* What to work on
Write the data out again exactly, with no pictures.

[Information given]

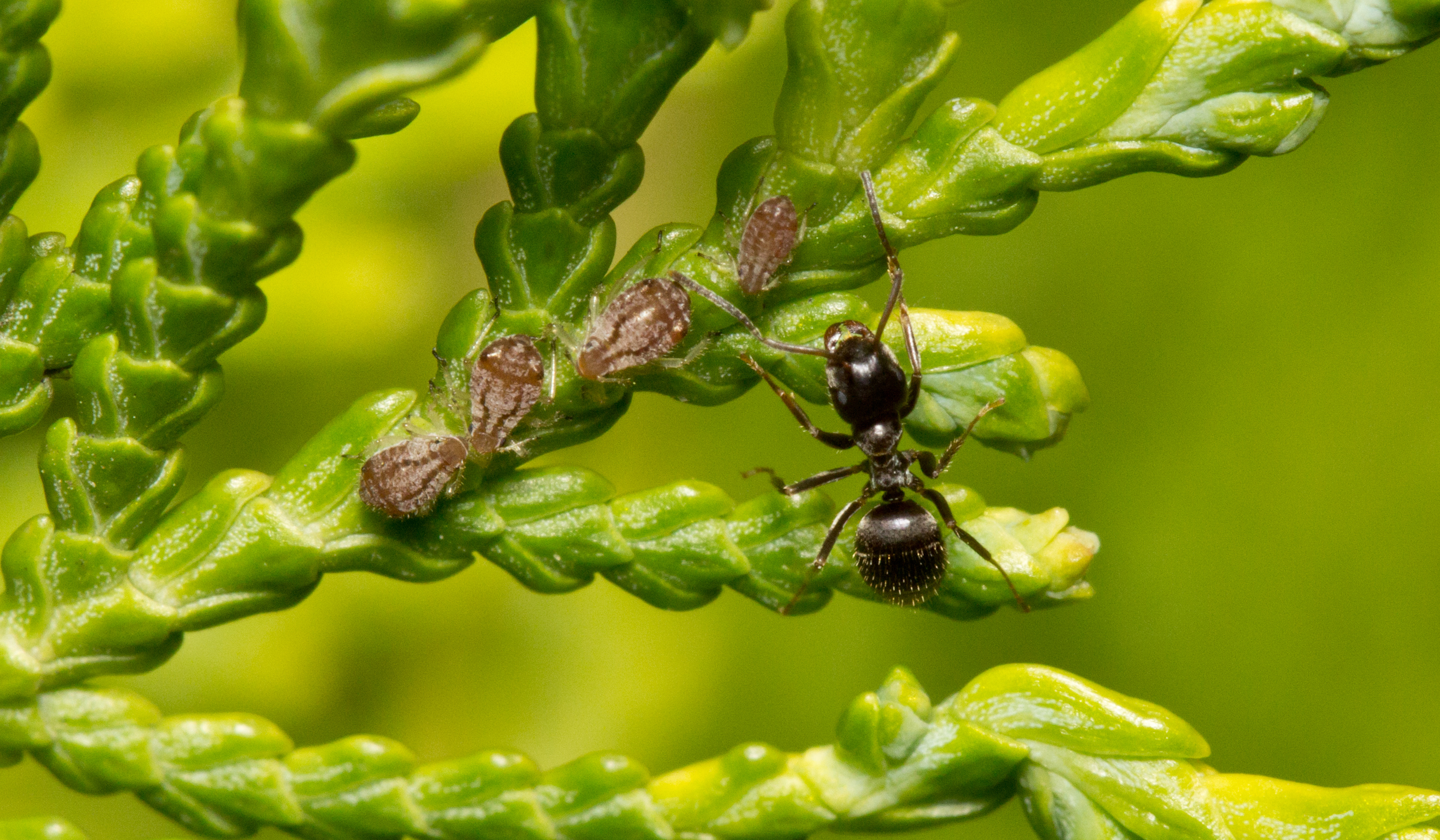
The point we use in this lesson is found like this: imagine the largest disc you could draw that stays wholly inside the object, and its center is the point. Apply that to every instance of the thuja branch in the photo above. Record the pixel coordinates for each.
(31, 339)
(171, 258)
(249, 544)
(1086, 763)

[/Information given]

* Solution to this task
The point we use in this lesson is found like this: imagine the largest disc you could draw that stays wholly inside the object, and its center is the point. Apply that to every instance of the thuja branch in the photo above. Record the pixel coordinates for each.
(31, 339)
(171, 258)
(249, 544)
(1086, 763)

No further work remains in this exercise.